## begin Given information

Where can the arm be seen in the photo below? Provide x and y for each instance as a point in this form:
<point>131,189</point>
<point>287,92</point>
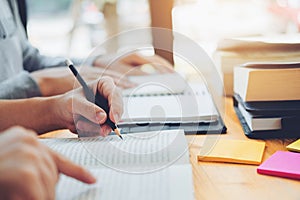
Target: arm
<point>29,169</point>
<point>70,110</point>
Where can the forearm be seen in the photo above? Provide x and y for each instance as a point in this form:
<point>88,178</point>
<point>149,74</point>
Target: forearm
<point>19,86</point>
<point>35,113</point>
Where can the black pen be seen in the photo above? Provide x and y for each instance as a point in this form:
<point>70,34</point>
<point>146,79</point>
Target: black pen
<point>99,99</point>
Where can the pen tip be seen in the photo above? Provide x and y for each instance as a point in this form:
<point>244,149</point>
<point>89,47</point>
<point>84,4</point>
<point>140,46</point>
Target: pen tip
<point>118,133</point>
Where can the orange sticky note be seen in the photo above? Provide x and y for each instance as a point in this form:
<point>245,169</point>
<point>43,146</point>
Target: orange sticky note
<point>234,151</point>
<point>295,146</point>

## end Given information

--- What is needed ---
Write out all the data above again, requests included, and shift every x and y coordinate in the answer points by adding 136. Keep the sample points in the requests unchanged, and leave the pictures out.

--- Solution to the problem ---
Where can the arm be seen in the photo below? Provide x and y for each instance as a point in this form:
<point>131,189</point>
<point>287,92</point>
Target: arm
<point>165,305</point>
<point>206,246</point>
Where can the forearm be seen in the photo above? Provide x and y for each instance as a point in this form:
<point>88,178</point>
<point>149,74</point>
Target: forearm
<point>155,222</point>
<point>171,249</point>
Where can the black pen be seen in the photo above? Provide x and y for each instance as a point in this form:
<point>70,34</point>
<point>146,79</point>
Target: black pen
<point>235,235</point>
Where can the pen tip be seen in the photo above? Provide x and y for each instance as a point in this form:
<point>244,149</point>
<point>89,47</point>
<point>84,4</point>
<point>140,46</point>
Target: pen tip
<point>254,269</point>
Where can the orange sticky note be seen in the photo above? Provide x and y for each instance as a point in this form:
<point>245,169</point>
<point>43,146</point>
Target: orange sticky note
<point>370,287</point>
<point>431,282</point>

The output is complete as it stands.